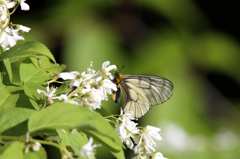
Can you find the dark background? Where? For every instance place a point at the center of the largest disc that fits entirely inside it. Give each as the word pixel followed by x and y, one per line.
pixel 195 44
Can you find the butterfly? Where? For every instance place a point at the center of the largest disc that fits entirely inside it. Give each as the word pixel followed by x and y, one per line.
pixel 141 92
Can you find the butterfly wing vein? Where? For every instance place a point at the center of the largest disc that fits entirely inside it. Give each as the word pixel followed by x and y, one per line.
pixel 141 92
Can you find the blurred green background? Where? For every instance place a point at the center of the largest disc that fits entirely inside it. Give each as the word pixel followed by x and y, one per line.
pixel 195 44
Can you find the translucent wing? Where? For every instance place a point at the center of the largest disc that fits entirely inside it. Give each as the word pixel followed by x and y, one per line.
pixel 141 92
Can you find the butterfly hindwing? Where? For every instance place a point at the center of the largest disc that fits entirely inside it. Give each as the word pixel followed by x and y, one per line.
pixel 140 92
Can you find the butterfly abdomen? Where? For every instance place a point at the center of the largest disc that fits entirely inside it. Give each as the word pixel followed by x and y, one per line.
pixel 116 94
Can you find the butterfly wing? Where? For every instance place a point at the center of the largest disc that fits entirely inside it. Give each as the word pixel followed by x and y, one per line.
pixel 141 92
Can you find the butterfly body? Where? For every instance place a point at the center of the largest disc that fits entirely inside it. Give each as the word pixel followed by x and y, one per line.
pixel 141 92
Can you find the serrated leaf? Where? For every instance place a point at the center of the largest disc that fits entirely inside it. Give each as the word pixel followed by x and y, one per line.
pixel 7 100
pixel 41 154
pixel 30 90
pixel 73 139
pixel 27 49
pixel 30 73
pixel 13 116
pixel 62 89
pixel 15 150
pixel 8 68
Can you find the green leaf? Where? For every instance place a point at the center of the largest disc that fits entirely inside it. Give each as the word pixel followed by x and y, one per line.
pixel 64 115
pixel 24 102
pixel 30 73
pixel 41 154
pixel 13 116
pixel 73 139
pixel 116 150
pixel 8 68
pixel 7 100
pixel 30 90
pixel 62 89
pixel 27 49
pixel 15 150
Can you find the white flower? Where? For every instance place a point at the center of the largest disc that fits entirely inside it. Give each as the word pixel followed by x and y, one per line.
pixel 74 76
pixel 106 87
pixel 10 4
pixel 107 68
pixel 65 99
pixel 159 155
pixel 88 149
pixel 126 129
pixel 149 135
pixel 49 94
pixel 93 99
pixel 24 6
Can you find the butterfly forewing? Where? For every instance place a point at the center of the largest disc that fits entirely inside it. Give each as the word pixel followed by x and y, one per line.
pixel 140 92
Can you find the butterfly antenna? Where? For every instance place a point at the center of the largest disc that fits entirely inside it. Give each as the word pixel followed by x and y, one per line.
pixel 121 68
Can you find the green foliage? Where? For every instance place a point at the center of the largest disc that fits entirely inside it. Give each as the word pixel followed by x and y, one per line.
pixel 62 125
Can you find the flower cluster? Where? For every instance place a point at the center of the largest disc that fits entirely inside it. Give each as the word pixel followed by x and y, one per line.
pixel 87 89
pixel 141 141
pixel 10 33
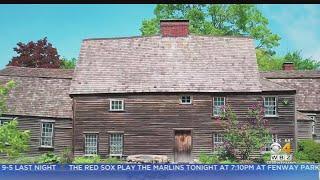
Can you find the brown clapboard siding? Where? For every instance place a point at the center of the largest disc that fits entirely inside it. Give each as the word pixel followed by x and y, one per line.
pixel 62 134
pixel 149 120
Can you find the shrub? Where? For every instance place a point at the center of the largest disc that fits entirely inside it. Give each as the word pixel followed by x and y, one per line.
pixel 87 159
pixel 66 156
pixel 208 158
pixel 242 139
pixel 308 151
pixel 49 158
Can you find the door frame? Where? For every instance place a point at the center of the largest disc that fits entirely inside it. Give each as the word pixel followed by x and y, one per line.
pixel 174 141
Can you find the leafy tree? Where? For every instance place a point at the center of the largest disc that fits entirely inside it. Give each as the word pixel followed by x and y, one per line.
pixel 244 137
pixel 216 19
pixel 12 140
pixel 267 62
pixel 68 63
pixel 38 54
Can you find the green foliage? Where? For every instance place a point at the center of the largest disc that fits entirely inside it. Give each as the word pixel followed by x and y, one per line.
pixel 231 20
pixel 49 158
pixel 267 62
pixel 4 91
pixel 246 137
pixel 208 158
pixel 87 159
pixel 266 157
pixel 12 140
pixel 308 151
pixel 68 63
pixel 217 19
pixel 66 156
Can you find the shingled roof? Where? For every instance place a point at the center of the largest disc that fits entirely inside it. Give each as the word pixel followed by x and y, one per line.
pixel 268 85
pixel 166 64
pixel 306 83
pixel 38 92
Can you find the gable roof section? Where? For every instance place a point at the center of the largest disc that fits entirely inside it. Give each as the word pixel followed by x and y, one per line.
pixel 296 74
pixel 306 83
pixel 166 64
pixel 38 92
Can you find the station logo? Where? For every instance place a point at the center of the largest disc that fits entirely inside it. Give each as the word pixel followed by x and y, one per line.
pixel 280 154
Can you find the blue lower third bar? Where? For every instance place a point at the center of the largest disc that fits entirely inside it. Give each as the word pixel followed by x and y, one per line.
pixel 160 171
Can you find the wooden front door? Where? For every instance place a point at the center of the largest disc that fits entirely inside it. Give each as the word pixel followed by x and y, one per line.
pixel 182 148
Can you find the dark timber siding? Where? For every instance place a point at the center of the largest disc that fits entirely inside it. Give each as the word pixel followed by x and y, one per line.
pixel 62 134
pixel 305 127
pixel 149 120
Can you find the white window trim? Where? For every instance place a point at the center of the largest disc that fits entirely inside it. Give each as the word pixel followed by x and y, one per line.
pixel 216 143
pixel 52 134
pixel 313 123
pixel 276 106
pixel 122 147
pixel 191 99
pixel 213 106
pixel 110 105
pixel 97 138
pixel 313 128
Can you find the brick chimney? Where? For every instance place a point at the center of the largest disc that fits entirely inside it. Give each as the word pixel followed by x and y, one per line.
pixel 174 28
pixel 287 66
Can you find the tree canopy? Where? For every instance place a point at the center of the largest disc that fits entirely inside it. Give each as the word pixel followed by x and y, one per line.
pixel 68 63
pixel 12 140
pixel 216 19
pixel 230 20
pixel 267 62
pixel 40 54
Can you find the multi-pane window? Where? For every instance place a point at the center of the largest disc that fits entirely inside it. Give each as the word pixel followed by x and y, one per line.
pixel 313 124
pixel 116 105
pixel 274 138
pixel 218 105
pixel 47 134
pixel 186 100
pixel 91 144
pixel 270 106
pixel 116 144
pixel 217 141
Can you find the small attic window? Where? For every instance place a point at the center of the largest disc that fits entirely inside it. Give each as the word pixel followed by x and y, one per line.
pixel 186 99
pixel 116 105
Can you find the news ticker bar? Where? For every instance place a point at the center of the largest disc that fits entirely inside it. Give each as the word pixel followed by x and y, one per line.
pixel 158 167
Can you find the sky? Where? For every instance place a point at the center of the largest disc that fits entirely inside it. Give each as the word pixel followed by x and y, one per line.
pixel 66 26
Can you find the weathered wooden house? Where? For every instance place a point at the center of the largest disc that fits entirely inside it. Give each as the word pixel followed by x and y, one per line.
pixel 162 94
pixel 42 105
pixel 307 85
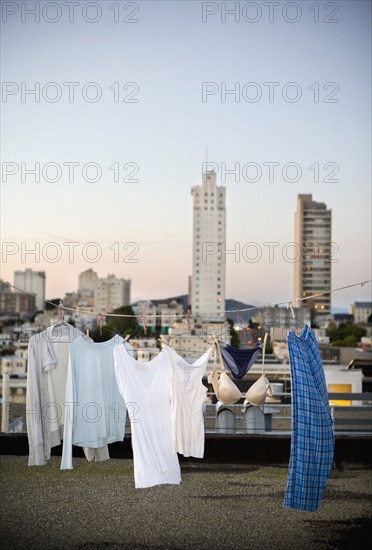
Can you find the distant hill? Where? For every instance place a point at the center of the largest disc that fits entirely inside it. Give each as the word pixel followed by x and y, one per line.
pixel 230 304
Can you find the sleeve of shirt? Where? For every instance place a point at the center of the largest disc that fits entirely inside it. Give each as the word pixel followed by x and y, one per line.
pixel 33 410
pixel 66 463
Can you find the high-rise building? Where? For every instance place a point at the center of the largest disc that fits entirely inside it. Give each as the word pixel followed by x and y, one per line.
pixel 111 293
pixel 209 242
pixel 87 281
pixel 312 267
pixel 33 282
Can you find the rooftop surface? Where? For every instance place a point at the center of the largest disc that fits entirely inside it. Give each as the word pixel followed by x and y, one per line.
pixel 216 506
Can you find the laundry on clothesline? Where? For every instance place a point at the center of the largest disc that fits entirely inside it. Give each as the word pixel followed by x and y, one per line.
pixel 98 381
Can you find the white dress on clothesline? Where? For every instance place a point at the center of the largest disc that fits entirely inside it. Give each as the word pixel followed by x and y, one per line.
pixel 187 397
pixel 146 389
━━━━━━━━━━
- EXERCISE DIRECTIONS
Give again, exactly, every line from the one holding "Can you find the white dress" to the last line of the data.

- RESULT BELOW
Can you find the white dress on clothesline? Where? For every instance place a point at the center of the largest disc that fits entirely inside it. Give each as the word pixel followed by x and y, one per line.
pixel 187 397
pixel 146 389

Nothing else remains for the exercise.